YOUR TASK
Send back the whole listing untouched.

SOURCE MATERIAL
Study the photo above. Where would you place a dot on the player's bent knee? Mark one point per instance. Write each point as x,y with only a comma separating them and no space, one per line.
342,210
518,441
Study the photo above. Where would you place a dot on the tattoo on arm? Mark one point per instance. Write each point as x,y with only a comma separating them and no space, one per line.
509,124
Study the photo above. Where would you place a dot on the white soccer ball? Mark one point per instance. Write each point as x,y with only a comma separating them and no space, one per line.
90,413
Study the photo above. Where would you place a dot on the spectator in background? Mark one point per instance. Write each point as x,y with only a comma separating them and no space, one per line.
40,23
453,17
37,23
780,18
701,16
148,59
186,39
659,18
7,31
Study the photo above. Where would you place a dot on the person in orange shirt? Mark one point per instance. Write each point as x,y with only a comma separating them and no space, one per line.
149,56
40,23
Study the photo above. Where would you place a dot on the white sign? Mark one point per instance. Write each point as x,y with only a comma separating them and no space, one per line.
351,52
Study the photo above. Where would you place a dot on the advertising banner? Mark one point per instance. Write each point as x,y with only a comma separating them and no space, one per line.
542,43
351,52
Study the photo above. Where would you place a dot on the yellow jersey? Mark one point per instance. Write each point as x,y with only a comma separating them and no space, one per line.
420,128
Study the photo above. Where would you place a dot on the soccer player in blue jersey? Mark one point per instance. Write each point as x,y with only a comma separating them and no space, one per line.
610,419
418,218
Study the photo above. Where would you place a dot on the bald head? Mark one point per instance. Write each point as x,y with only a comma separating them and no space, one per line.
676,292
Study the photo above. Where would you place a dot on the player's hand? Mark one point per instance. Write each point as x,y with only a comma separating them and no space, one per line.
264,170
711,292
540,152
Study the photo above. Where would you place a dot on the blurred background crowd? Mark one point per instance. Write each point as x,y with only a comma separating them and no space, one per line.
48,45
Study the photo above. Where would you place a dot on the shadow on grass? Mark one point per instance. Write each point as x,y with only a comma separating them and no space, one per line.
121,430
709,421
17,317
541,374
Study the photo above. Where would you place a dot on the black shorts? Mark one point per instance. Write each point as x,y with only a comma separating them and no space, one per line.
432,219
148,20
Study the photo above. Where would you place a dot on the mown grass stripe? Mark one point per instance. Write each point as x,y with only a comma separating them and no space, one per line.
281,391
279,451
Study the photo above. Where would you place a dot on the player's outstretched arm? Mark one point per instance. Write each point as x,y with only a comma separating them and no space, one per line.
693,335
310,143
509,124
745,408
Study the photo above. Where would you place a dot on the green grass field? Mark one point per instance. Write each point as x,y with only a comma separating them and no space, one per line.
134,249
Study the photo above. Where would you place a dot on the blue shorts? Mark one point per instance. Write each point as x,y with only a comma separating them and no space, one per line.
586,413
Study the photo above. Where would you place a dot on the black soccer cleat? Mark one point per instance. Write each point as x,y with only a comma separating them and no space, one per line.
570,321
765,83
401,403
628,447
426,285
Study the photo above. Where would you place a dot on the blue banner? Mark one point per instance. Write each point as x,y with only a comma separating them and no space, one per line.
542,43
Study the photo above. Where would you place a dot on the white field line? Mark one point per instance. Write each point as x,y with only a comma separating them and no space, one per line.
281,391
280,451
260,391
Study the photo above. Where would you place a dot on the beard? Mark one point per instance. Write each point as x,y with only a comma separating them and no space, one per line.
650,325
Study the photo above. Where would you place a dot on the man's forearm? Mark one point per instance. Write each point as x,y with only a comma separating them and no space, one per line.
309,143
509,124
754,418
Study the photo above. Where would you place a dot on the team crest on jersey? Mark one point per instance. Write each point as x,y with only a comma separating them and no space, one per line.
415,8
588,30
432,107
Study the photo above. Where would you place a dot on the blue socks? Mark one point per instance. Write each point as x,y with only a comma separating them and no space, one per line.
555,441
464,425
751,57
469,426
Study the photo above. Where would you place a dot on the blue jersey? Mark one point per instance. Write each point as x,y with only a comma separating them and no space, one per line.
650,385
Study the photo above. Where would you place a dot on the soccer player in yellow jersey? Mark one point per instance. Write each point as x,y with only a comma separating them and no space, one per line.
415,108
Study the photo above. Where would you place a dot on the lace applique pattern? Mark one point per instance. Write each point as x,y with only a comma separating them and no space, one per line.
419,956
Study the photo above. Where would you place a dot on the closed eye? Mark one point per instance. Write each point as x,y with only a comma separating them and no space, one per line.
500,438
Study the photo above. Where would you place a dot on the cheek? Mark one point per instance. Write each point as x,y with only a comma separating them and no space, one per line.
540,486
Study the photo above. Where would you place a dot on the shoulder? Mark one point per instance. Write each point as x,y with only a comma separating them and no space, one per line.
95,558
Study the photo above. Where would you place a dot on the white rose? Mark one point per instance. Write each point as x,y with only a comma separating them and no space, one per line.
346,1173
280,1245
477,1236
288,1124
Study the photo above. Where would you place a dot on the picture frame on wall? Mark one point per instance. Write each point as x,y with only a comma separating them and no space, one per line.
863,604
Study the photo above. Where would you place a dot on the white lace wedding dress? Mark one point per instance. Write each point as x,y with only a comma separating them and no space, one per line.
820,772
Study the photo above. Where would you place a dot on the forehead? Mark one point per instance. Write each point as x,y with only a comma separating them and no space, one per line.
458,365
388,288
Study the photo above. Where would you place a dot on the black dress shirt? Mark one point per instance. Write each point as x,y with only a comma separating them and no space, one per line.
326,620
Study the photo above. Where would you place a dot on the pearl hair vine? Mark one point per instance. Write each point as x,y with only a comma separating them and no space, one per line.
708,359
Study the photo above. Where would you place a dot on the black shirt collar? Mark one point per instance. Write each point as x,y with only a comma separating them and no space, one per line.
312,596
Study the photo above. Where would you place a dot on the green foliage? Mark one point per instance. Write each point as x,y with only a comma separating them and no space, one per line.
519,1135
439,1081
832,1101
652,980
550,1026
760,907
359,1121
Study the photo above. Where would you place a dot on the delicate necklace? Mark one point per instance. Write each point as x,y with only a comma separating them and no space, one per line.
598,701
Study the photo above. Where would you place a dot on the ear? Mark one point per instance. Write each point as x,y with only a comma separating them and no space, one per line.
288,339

FINAL ANSWER
Study the photo above. Where would you place a dot on the player's bent knee? Mark one point per instance. Write each point as x,y with only a comma separating them and no space, one per line.
342,210
518,441
Study the photo above. Where would you place a dot on the tattoo on arm? Mark one point per instance. Write each point as x,y with only a comma separating them and no space, one per line.
509,124
Study the photo above. Where would you place a dot on the white soccer ball? Mark one point per instance. Write each point as x,y with only a comma separating them and no space, one per line.
90,413
Study the photo above. Where would you place a dot on the spectator in background? Mark one point per instance. Write each point as x,y with only a comma separating them and no space, one per line.
40,23
453,17
37,23
780,18
701,16
148,59
186,39
659,18
7,31
Study the photo above. Where would you place a dot on the person in orange shirt? Mark one point per instance. Write each point as x,y with only a comma separating them and no space, one per line.
149,56
40,23
Study the photo above. Where would you place a dot on the white sign? Mark one point per instance. Write each point as x,y with only a comma separating them and no space, one per line.
351,52
Study the photo above. Where would you place a dot on the advertising banner? Mark one point per instance. Write each point as x,y with only a comma separating them and no space, one per line.
542,43
351,52
Study the photo above. Where would you place a dot on the yellow jersey? Mark one point per instance. Write each point as x,y with only a comma separating them and no space, one per line.
420,128
Study the photo above. Where would you place a dot on the soccer player in blue jersey? Mark one point per instance. Write each point as x,y with only a comma separating them and no space, one per line.
610,419
418,218
Study the photo above. Where would you place a dot on the bald head? Mark one point per instance. Write each point as x,y with only a comma separating them and no space, one per line.
676,292
Study the photo above. Where would you place a dot on the player's hand? Mark one point per instance. Write each point as x,y with only a comma separating them and no space, one per line.
264,170
711,292
540,152
Study the photo above. Where would you place a dot on the blurred background crowd? Mark one point per instance. Write each point as x,y with only a comma separating them and no space, one per line.
48,45
Study the photo above. Where would you place a dot on the shadow on grass? Mark one point per instance. Write each point as x,y with only a comma separating them and no space, one per line.
121,430
709,421
17,317
541,374
Study the photo above. Where would you place a dot on the black shorts? Mark one point per instance. Write each point as x,y with only a comma separating them and no space, one per line.
432,219
148,20
Study the photo above. Where would you place a dot on the mown grass stripe? Mark one point per instance. Write each point as x,y with only a comma separating them and no space, one per line.
281,391
279,451
Study the photo above. Where would you place a dot on the player's outstretched arm? Mark one point per instance. Write each point as x,y with only a comma separating them and no space, one per line.
693,335
310,143
509,124
745,408
Study the photo above. Where would you place a dot on the green grass field? Mark one point per instance. Write each point as x,y with only a comma separating them and no space, one per line.
134,249
Study the photo above. Where would you place a dot on the blue shorts? Mark one point per instance. Write each point as x,y with only a comma separating them and no space, one per line.
586,413
Study the photo above. Where would you place a dot on the black soccer cleat? Mark one point per instance. Write each point as x,y with only a comma separating them and no space, one per line.
570,321
765,83
401,403
628,447
426,285
Study the photo above. Where would you place a dot on the blue banner? Mark one point per instance. Write each point as x,y with only a comma separating them and no space, one per line.
542,43
Study the photo above. Where would you place a dot on the white field line? Mark one point per instance. Write each point as x,y with only a comma separating them and no space, one per line.
281,391
280,451
260,391
Study the photo above. Where would you place a dot on the beard? Mark one point per instance. Write each point as x,y with only a comma separating them and no space, one per line.
650,325
Study the photo above. Where would you place a dot on the man's forearm? Mark one point per instance. Write each point as x,y with only a comma separating them and no space, one per line.
309,143
509,124
754,418
Study the photo above. Where would you place a dot on the team crest on jersey? Mark one point per instance. Write each point as x,y with only a comma separating them and no space, one per line.
415,8
588,30
432,107
Study the photo above. Where would you place a dot on the blue socks? Mark one point per instance. Write each point as x,y with only a comma separating them and no space, one per line.
555,441
464,425
751,57
469,426
Study the photo above. Where would you place a dot on the blue jersey? Mark one point per instance. Write each point as x,y with only a comma separating them and no space, one per line.
650,385
Study the photo above. Where would you place a dot on the soccer player in yellow jersey? Mark one point per instance. Write each point as x,y with only a comma separating them and no space, one per line.
415,108
Study the photo above. Where would you place a dot on the lace applique pattern? Mark one point per instance. Write each point as x,y with only a comma separating them and no space, one per line.
419,956
Study the photo above. Where would you place a dot on the closed eye? Mark one point per instance. Write each point as x,y with only a comma separating them and no space, one per line.
500,438
Study the photo above. Where would you place a dot on the cheek? Mark one point per instance. Write each point as x,y with only a comma separating them and no space, one per line.
540,486
Study the photo above. Where would you place a dot on the shoulder? Mark one point per instance. Write each point as x,y with only a comma separating them and no space, one per line.
95,558
Study the photo above. Where would you place a dot on the white rose? Mark one point per instance. Write each point as x,y with only a comma separating them and no space, one per line.
346,1173
280,1245
477,1236
288,1124
Study the photo above. Where would you place a dot on the picture frame on wall? Mark one point per instance. Write each point as x,y with only a comma separating them and no space, one per line.
863,604
Study the photo above. Where would you place a dot on the white lace wedding dress? Mark one point per instance. Write each point as x,y with only a comma separating them and no space, one per line.
820,772
Study the photo above. Where would you place a dot on the forehead? Mark one point per instance. Write each point as x,y with only a comma separating them and no space, one per line.
458,365
388,288
Study the photo above. Where would you place a dot on the black dress shirt? Mark one point per instance. Write each point as x,y with only a comma separating them and no space, one per line.
326,620
Study the photo above. Where would you place a dot on the pearl hair vine? Mark one point per instance. Write each point as x,y with only a comma separating them and no space, one per line.
708,359
Study the photo above. Where would you place a dot on the black shirt collar? Mark one point per instance. Write each point as x,y with only a comma separating them and no space, one per line.
312,596
Study the photo above. Where would you place a dot on the green foliage? Mark one point per instance. Write each point as x,y with only a comma separating them and no space, one per line.
519,1135
439,1081
832,1101
652,980
550,1026
760,907
359,1121
Study the photo above. Where would you place a dot on the delicate necklace? Mark one point per instance. Write each point as x,y with only a comma separating them and no space, one per line.
598,701
Study the photo above. Where would you place a dot on the ear? Mark one point per instance. Write each point as x,y with only a comma separating them and no space, one per line.
288,339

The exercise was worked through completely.